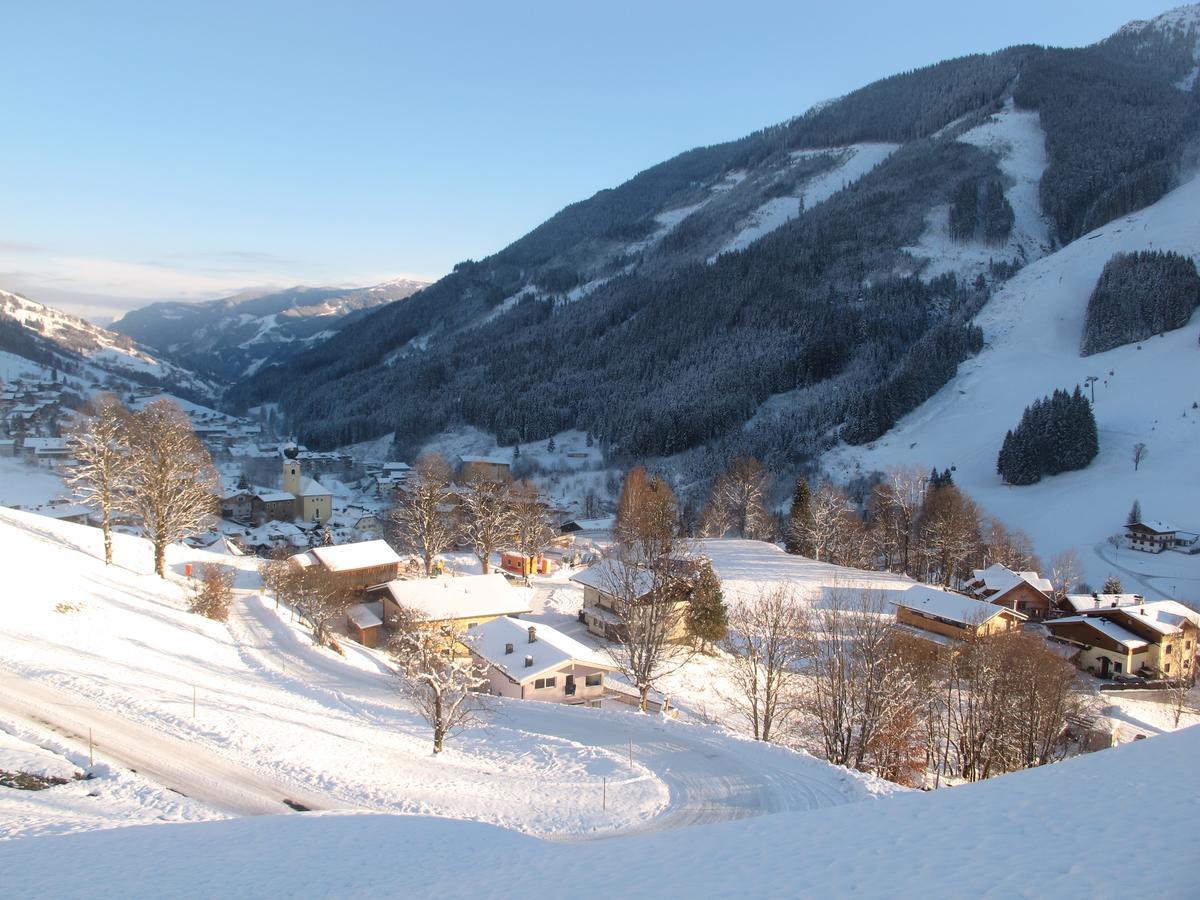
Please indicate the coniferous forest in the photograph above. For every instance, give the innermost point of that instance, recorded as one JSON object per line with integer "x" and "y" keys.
{"x": 1056, "y": 435}
{"x": 1140, "y": 295}
{"x": 676, "y": 348}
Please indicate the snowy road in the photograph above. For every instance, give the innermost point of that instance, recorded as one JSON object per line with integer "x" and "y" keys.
{"x": 175, "y": 763}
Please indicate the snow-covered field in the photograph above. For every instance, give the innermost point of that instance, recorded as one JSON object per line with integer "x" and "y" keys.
{"x": 1146, "y": 393}
{"x": 113, "y": 651}
{"x": 1048, "y": 832}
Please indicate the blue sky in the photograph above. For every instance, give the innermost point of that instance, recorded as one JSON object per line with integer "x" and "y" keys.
{"x": 163, "y": 150}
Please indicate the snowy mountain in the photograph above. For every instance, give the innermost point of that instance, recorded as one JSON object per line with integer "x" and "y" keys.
{"x": 1145, "y": 393}
{"x": 52, "y": 339}
{"x": 814, "y": 281}
{"x": 237, "y": 336}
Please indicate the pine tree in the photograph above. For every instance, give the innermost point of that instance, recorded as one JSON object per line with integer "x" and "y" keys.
{"x": 797, "y": 538}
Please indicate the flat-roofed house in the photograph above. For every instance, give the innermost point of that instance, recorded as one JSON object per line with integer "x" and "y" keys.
{"x": 357, "y": 565}
{"x": 456, "y": 603}
{"x": 531, "y": 661}
{"x": 937, "y": 615}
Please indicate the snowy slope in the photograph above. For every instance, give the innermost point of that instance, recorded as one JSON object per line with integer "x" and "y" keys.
{"x": 1047, "y": 832}
{"x": 1017, "y": 138}
{"x": 279, "y": 719}
{"x": 855, "y": 161}
{"x": 1146, "y": 394}
{"x": 102, "y": 352}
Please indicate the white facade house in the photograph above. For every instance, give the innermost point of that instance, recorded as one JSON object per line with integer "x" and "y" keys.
{"x": 527, "y": 661}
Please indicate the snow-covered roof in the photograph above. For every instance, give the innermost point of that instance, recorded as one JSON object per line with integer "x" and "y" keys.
{"x": 460, "y": 598}
{"x": 1105, "y": 627}
{"x": 348, "y": 557}
{"x": 551, "y": 651}
{"x": 952, "y": 607}
{"x": 312, "y": 487}
{"x": 1155, "y": 525}
{"x": 1086, "y": 603}
{"x": 363, "y": 616}
{"x": 1001, "y": 579}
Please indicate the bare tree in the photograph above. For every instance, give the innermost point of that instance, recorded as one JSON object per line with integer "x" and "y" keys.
{"x": 894, "y": 508}
{"x": 532, "y": 532}
{"x": 646, "y": 598}
{"x": 1140, "y": 451}
{"x": 317, "y": 595}
{"x": 737, "y": 505}
{"x": 863, "y": 693}
{"x": 767, "y": 641}
{"x": 486, "y": 517}
{"x": 100, "y": 475}
{"x": 1065, "y": 574}
{"x": 214, "y": 592}
{"x": 421, "y": 519}
{"x": 442, "y": 684}
{"x": 172, "y": 484}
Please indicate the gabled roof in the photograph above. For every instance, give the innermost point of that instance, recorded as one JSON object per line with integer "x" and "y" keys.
{"x": 348, "y": 557}
{"x": 952, "y": 607}
{"x": 1110, "y": 629}
{"x": 459, "y": 598}
{"x": 1001, "y": 579}
{"x": 550, "y": 652}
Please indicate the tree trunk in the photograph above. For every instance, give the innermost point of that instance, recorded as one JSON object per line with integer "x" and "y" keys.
{"x": 107, "y": 528}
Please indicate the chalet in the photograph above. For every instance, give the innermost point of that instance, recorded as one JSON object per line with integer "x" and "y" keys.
{"x": 943, "y": 617}
{"x": 605, "y": 586}
{"x": 539, "y": 663}
{"x": 1151, "y": 537}
{"x": 484, "y": 468}
{"x": 1150, "y": 640}
{"x": 1027, "y": 592}
{"x": 355, "y": 565}
{"x": 456, "y": 603}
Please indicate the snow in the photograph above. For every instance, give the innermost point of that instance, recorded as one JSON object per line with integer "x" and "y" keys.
{"x": 947, "y": 605}
{"x": 1043, "y": 828}
{"x": 1145, "y": 393}
{"x": 747, "y": 568}
{"x": 550, "y": 652}
{"x": 1015, "y": 136}
{"x": 1109, "y": 629}
{"x": 855, "y": 161}
{"x": 460, "y": 597}
{"x": 277, "y": 718}
{"x": 361, "y": 555}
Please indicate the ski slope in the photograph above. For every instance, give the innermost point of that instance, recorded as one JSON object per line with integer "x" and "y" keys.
{"x": 1037, "y": 833}
{"x": 277, "y": 719}
{"x": 1145, "y": 393}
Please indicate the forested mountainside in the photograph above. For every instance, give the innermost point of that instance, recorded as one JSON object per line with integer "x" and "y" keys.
{"x": 72, "y": 346}
{"x": 829, "y": 265}
{"x": 237, "y": 336}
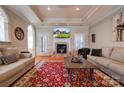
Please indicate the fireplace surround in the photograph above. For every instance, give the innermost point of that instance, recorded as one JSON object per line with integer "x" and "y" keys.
{"x": 61, "y": 48}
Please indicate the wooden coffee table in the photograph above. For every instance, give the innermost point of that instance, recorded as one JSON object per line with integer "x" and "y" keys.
{"x": 84, "y": 66}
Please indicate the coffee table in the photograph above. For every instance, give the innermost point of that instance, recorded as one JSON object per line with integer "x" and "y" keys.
{"x": 84, "y": 66}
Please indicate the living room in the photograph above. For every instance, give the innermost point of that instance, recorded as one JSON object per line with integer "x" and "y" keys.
{"x": 38, "y": 38}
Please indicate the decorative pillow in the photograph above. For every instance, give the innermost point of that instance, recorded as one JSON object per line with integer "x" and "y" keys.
{"x": 96, "y": 52}
{"x": 1, "y": 54}
{"x": 11, "y": 51}
{"x": 9, "y": 59}
{"x": 1, "y": 62}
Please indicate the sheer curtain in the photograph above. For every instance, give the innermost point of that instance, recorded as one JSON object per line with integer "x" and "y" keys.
{"x": 79, "y": 41}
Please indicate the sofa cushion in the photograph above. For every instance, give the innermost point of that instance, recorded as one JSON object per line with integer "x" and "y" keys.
{"x": 117, "y": 67}
{"x": 1, "y": 54}
{"x": 96, "y": 52}
{"x": 105, "y": 61}
{"x": 106, "y": 51}
{"x": 1, "y": 62}
{"x": 29, "y": 61}
{"x": 10, "y": 51}
{"x": 93, "y": 58}
{"x": 118, "y": 54}
{"x": 9, "y": 59}
{"x": 7, "y": 71}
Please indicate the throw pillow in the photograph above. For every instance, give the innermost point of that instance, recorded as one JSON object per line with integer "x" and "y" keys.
{"x": 9, "y": 59}
{"x": 11, "y": 51}
{"x": 96, "y": 52}
{"x": 1, "y": 54}
{"x": 1, "y": 62}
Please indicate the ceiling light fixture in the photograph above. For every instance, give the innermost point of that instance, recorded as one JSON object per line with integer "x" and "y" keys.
{"x": 77, "y": 9}
{"x": 48, "y": 8}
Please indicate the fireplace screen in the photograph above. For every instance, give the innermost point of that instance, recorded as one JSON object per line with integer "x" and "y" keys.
{"x": 61, "y": 48}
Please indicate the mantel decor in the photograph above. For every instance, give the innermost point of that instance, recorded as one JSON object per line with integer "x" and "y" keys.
{"x": 19, "y": 33}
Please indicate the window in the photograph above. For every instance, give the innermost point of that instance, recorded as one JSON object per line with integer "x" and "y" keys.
{"x": 3, "y": 26}
{"x": 79, "y": 41}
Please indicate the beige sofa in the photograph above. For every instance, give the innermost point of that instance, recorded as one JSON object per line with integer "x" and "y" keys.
{"x": 11, "y": 72}
{"x": 111, "y": 63}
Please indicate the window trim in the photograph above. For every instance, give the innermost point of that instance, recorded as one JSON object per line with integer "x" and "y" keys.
{"x": 6, "y": 28}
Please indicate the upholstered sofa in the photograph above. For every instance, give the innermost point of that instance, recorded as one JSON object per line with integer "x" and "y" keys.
{"x": 111, "y": 62}
{"x": 11, "y": 72}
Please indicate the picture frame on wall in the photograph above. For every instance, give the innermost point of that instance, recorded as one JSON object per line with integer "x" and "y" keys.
{"x": 93, "y": 38}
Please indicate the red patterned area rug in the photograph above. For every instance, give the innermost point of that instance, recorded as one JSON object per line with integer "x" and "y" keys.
{"x": 54, "y": 74}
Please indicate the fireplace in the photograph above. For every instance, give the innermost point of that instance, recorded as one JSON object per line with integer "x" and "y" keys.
{"x": 61, "y": 48}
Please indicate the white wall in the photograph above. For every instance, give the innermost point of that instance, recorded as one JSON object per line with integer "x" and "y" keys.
{"x": 103, "y": 31}
{"x": 15, "y": 21}
{"x": 48, "y": 30}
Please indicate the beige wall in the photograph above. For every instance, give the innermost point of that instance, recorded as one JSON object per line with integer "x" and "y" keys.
{"x": 103, "y": 31}
{"x": 45, "y": 30}
{"x": 15, "y": 21}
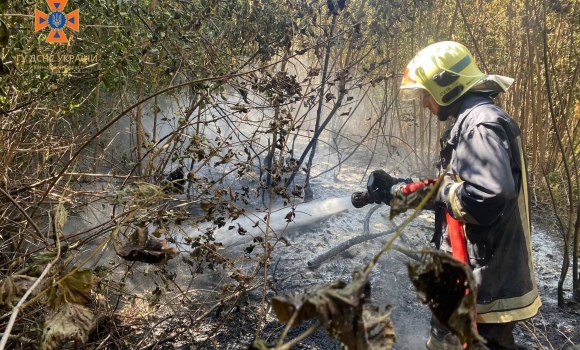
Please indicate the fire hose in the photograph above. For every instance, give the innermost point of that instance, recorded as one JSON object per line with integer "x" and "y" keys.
{"x": 377, "y": 193}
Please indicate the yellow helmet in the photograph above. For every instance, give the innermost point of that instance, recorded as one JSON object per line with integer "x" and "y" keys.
{"x": 445, "y": 69}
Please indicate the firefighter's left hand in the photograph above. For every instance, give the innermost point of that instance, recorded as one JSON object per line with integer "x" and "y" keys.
{"x": 443, "y": 193}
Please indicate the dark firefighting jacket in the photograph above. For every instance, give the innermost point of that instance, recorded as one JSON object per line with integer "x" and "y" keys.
{"x": 490, "y": 196}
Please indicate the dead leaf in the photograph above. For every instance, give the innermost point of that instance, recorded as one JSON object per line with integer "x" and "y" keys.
{"x": 448, "y": 287}
{"x": 75, "y": 288}
{"x": 207, "y": 206}
{"x": 260, "y": 345}
{"x": 13, "y": 288}
{"x": 72, "y": 322}
{"x": 340, "y": 308}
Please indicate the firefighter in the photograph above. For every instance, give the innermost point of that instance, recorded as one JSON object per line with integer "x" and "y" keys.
{"x": 485, "y": 188}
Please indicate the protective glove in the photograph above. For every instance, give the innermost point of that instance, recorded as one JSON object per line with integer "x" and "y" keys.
{"x": 443, "y": 193}
{"x": 379, "y": 186}
{"x": 360, "y": 199}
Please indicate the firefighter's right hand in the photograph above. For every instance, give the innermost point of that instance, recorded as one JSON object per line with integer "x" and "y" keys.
{"x": 360, "y": 199}
{"x": 379, "y": 186}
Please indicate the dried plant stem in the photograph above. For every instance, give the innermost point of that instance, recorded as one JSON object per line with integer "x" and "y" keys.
{"x": 16, "y": 309}
{"x": 301, "y": 337}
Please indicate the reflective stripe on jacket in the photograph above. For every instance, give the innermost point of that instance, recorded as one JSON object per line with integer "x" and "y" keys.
{"x": 492, "y": 200}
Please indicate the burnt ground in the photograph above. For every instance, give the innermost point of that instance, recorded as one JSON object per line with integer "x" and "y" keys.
{"x": 552, "y": 328}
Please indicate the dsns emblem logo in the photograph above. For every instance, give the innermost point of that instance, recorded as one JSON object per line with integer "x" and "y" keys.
{"x": 57, "y": 20}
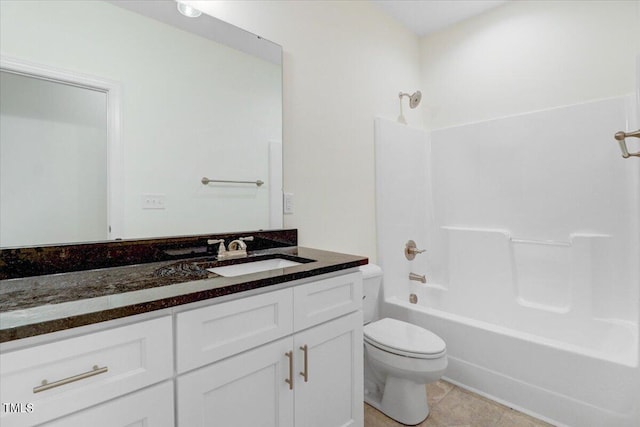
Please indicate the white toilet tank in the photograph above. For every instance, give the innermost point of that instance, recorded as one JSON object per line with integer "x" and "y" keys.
{"x": 371, "y": 281}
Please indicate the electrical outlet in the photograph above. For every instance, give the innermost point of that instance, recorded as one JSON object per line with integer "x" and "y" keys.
{"x": 287, "y": 203}
{"x": 153, "y": 201}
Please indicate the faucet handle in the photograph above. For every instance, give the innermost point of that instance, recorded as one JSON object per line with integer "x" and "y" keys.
{"x": 410, "y": 250}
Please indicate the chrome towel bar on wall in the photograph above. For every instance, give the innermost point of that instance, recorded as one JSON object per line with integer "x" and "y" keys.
{"x": 206, "y": 181}
{"x": 621, "y": 136}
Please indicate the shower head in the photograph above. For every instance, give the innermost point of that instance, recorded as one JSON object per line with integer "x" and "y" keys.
{"x": 414, "y": 98}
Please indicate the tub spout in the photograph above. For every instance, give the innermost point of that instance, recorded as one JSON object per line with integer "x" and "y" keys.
{"x": 417, "y": 277}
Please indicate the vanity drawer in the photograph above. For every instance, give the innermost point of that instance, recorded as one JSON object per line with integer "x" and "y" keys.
{"x": 326, "y": 299}
{"x": 152, "y": 407}
{"x": 83, "y": 371}
{"x": 208, "y": 334}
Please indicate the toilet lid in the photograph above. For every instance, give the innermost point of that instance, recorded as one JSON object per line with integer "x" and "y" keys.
{"x": 404, "y": 338}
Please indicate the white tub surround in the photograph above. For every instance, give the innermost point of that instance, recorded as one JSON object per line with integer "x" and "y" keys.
{"x": 530, "y": 224}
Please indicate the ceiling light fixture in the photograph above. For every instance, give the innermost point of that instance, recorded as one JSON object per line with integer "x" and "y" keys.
{"x": 188, "y": 11}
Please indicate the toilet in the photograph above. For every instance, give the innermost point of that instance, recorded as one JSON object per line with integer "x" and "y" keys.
{"x": 399, "y": 359}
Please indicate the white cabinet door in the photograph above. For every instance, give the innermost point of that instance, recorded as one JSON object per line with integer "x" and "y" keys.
{"x": 244, "y": 390}
{"x": 332, "y": 394}
{"x": 150, "y": 407}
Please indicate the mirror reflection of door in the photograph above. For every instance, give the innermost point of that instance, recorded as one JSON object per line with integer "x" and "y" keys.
{"x": 53, "y": 162}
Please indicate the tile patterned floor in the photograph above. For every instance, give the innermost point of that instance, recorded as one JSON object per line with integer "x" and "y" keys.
{"x": 452, "y": 406}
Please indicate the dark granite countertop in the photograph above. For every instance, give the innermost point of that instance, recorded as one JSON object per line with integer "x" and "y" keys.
{"x": 36, "y": 305}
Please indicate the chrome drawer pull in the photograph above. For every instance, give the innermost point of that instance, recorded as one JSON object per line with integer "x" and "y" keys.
{"x": 47, "y": 385}
{"x": 305, "y": 373}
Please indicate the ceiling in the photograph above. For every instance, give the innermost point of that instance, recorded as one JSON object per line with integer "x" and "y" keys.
{"x": 427, "y": 16}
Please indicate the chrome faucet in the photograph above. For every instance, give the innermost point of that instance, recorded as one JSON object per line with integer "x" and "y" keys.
{"x": 418, "y": 277}
{"x": 221, "y": 249}
{"x": 237, "y": 248}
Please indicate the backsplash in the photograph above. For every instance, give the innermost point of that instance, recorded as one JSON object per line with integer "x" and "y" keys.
{"x": 41, "y": 260}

--*--

**Given problem:**
Repeat the line that contains "Please indicate the ceiling in", then every line after it until the records end, with nothing added.

**Full response:**
Please indicate the ceiling in the photograph above. For every instance, give the innermost point of that instance, recorded as one JSON object per line with integer "x" and "y" keys.
{"x": 427, "y": 16}
Please indicate the chrome faucet in the photograph above. For every instance, give the innermost point of that instance, recorded as one JSON object per line with integer "x" and "y" keys.
{"x": 418, "y": 277}
{"x": 221, "y": 249}
{"x": 237, "y": 248}
Please indicate the backsplash in the photograph above. For every instance, give the innermost point of that instance, recorded as one JSON object per line with integer "x" and "y" keys.
{"x": 41, "y": 260}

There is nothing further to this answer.